— REQUIREMENT —
The records that follow are to be transcribed exactly.

— PROVIDED ENTRIES —
[Start of Attachment]

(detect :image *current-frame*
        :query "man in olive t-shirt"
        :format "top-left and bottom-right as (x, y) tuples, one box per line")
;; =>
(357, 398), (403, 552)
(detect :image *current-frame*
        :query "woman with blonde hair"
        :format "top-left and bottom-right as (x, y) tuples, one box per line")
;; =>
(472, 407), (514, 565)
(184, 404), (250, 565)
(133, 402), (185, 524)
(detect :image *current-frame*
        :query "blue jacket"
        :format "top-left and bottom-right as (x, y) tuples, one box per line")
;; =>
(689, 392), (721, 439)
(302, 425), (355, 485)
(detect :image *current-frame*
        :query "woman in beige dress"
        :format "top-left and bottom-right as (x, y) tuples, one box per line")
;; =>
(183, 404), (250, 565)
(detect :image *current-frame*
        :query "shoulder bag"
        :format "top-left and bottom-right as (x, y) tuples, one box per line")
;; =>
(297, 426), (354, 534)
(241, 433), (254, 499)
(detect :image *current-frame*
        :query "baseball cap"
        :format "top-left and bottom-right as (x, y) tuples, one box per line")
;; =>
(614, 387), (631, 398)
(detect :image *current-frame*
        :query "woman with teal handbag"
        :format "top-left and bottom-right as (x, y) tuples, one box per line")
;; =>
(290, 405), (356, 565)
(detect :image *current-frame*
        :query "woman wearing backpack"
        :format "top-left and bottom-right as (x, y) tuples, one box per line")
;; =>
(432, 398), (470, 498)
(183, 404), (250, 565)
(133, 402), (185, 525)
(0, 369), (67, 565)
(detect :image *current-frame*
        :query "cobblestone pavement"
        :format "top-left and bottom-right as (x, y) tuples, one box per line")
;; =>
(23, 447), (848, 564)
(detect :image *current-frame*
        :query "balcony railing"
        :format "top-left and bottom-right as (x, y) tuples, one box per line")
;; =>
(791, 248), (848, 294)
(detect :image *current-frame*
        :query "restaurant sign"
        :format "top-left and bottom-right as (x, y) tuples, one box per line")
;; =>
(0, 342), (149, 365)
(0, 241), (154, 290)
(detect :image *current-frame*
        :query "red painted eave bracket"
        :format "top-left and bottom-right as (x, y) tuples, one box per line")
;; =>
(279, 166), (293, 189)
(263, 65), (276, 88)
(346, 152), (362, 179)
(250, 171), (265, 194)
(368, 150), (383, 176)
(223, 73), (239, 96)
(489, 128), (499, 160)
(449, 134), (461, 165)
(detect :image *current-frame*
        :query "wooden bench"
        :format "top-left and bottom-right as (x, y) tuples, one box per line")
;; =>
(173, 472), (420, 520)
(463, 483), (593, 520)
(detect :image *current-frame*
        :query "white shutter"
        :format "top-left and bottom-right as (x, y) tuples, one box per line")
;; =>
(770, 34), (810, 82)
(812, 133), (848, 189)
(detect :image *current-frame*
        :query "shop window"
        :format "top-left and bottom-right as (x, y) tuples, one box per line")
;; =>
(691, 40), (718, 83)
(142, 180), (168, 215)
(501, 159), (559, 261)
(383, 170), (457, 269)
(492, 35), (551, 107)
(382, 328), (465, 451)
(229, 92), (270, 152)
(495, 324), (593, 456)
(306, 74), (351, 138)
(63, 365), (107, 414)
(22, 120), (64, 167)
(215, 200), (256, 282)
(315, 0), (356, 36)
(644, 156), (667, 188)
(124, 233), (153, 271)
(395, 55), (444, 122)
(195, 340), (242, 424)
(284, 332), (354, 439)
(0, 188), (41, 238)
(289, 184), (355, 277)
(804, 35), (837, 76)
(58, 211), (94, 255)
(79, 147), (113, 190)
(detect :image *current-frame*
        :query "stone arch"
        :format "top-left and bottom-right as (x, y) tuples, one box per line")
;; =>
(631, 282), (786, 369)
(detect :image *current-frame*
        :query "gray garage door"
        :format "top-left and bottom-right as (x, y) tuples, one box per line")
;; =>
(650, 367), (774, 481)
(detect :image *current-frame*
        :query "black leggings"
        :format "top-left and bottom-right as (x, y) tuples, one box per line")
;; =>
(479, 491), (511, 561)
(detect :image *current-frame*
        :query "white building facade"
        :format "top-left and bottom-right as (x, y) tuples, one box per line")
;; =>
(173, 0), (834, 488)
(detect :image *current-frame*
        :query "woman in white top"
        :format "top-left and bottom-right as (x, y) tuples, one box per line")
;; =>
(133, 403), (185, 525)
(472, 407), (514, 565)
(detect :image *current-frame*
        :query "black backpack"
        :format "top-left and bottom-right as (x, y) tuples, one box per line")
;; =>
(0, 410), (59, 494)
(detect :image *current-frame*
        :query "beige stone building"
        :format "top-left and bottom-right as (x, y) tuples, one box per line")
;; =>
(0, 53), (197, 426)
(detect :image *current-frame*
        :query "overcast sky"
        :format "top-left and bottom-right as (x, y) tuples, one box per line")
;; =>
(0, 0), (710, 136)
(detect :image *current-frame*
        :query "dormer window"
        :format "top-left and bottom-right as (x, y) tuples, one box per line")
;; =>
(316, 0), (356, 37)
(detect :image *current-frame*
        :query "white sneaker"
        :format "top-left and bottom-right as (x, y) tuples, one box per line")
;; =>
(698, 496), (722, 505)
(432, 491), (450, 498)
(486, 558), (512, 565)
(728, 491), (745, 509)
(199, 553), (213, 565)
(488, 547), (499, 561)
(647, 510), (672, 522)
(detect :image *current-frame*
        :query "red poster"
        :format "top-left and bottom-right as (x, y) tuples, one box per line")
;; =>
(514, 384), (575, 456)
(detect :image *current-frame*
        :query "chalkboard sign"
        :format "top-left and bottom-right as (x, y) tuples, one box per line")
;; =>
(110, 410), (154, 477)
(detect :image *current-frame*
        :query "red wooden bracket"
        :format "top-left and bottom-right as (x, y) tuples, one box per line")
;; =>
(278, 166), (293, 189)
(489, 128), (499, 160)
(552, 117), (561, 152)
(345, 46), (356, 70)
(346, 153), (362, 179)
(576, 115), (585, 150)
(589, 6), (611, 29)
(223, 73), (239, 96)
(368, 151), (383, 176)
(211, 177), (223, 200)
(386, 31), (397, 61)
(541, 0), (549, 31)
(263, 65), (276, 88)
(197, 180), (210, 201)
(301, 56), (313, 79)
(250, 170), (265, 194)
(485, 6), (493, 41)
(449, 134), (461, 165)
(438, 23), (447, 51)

[End of Attachment]

— RESPONSE TO THIS EXERCISE —
(detect :image *current-frame*
        :query "man in olive t-shirt"
        :format "top-left and bottom-right as (x, y) tuples, one box per line")
;; =>
(357, 398), (403, 552)
(detect :image *current-frame*
        :query "woman with blonde hair"
        :format "top-left and bottom-right as (x, y) tuples, one box per line")
;; =>
(472, 407), (514, 565)
(184, 404), (250, 565)
(133, 402), (185, 524)
(detect :image *current-frame*
        :query "blue jacket"
        :format "top-left and bottom-right as (x, y) tuples, one box per line")
;; =>
(689, 392), (721, 439)
(302, 425), (355, 485)
(detect :image *current-frame*
        :query "woman in beige dress"
        :format "top-left and bottom-right as (x, y) tuples, one box per line")
;; =>
(183, 404), (250, 565)
(detect :image *current-frame*
        :query "shoulder bag"
        :format "top-left and bottom-right as (x, y) tuples, one box per line")
;; =>
(297, 426), (354, 534)
(241, 433), (254, 499)
(detect :image *current-frame*
        :query "baseball cap"
        :format "top-left and bottom-right as (x, y) tuples, one box per line")
;; =>
(614, 387), (631, 398)
(detect :image *current-frame*
        :query "woman with teal handbag"
        :format "top-left and bottom-right as (x, y) tuples, one box per line")
;; =>
(290, 405), (356, 565)
(detect :image *current-frame*
        :query "woman wearing backpack"
        :format "top-left and bottom-right as (x, y) tuples, one box per line")
;; =>
(432, 398), (470, 498)
(183, 404), (250, 565)
(133, 402), (185, 525)
(0, 369), (67, 565)
(detect :image *current-frame*
        :query "cobblestone pavement"
        :format "top-left and bottom-right as (x, y) tuples, one box per line")
;; =>
(23, 447), (848, 564)
(detect :image *current-frame*
        :query "balcony railing"
        :format "top-left and bottom-right as (x, y) tuples, one box per line")
;; =>
(791, 248), (848, 294)
(detect :image *current-frame*
        :query "restaurant sign"
        :format "top-left and bottom-right as (x, y) tuples, one box per line")
;; =>
(0, 342), (149, 365)
(0, 241), (154, 290)
(detect :image *current-frame*
        :query "red painted eave bracket"
        :format "top-left and bottom-right as (x, y) tuples, one box per line")
;; =>
(279, 166), (293, 189)
(263, 65), (276, 88)
(346, 152), (362, 179)
(250, 171), (265, 194)
(368, 150), (383, 176)
(223, 73), (239, 96)
(489, 128), (499, 160)
(449, 134), (461, 165)
(detect :image *current-frame*
        :query "wooden bench"
        :format "top-left and bottom-right as (x, y) tuples, one box per line")
;; =>
(173, 472), (420, 520)
(463, 483), (593, 520)
(detect :image *current-frame*
        :query "white shutter"
        :format "top-left and bottom-right as (x, y) tuples, one box per line")
;; =>
(770, 34), (810, 82)
(812, 133), (848, 189)
(detect :image *current-frame*
        :query "shop window"
        :format "top-left and bottom-right as (x, y) tuples, one box per line")
;; =>
(691, 40), (718, 83)
(142, 180), (168, 215)
(501, 159), (559, 261)
(383, 170), (457, 269)
(492, 35), (551, 107)
(382, 328), (465, 451)
(229, 92), (270, 152)
(495, 324), (593, 456)
(306, 74), (351, 138)
(63, 365), (107, 414)
(22, 120), (64, 167)
(215, 200), (256, 282)
(315, 0), (356, 36)
(644, 156), (667, 188)
(124, 233), (153, 271)
(395, 55), (444, 122)
(195, 340), (242, 424)
(284, 332), (354, 439)
(0, 188), (41, 238)
(289, 184), (355, 277)
(804, 35), (837, 76)
(58, 211), (94, 255)
(79, 147), (113, 190)
(detect :image *current-frame*
        :query "stone arch"
        :format "top-left and bottom-right as (x, y) tuples, one box per line")
;; =>
(631, 282), (786, 369)
(detect :image *current-frame*
        :query "gray garage door"
        :format "top-left and bottom-right as (x, y) tuples, one box per line")
;; =>
(650, 367), (774, 481)
(detect :image *current-frame*
        :query "black leggings"
        :format "top-left and bottom-right as (x, y) tuples, one box per line")
;; =>
(479, 491), (511, 561)
(detect :image *current-frame*
        :query "white building facade"
        :format "top-left and bottom-right as (x, y) tuples, one box per line")
;; =>
(173, 0), (834, 488)
(detect :image *current-frame*
        :query "woman in white top"
        :format "top-left and bottom-right as (x, y) tuples, one box per line")
;; =>
(133, 403), (185, 525)
(472, 407), (514, 565)
(detect :image *current-frame*
        :query "black backpack"
        :format "top-left and bottom-right as (x, y) tuples, one box per line")
;; =>
(0, 410), (59, 494)
(detect :image *current-frame*
        :query "beige stone building"
        :format "top-left and bottom-right as (x, y) tuples, one box per line")
;; =>
(0, 53), (197, 426)
(detect :image *current-frame*
        :query "overcast sky"
        :format "top-left and bottom-right as (x, y) tuples, one box per line")
;; =>
(0, 0), (710, 136)
(detect :image *current-frame*
        :query "dormer window"
        :format "top-left and bottom-right as (x, y) tuples, one box per line")
;; =>
(316, 0), (356, 37)
(detect :image *current-frame*
        :query "white sneaker"
        :format "top-left and bottom-right as (x, y) tuples, one box per line")
;; =>
(698, 496), (722, 505)
(432, 491), (450, 498)
(486, 558), (512, 565)
(728, 491), (745, 509)
(199, 553), (213, 565)
(488, 547), (499, 561)
(647, 510), (672, 522)
(detect :image *current-frame*
        :query "red poster"
        :format "top-left and bottom-right as (x, y) tuples, one box per line")
;; =>
(514, 384), (575, 456)
(detect :image *current-frame*
        :query "chalkboard sign"
        :format "top-left and bottom-right as (x, y) tuples, one box per line")
;; =>
(110, 410), (154, 477)
(detect :image *current-frame*
        :query "red wooden bracket"
        :format "top-left and bottom-right as (x, y) tuples, one box per line")
;; =>
(278, 166), (293, 189)
(489, 128), (499, 160)
(552, 117), (561, 152)
(345, 46), (356, 70)
(346, 153), (362, 179)
(576, 115), (585, 150)
(589, 6), (611, 29)
(223, 73), (239, 96)
(368, 151), (383, 176)
(211, 177), (223, 200)
(386, 31), (397, 61)
(541, 0), (549, 31)
(263, 65), (276, 88)
(197, 180), (210, 201)
(301, 56), (313, 79)
(250, 170), (265, 194)
(485, 6), (493, 41)
(449, 134), (461, 165)
(438, 23), (447, 51)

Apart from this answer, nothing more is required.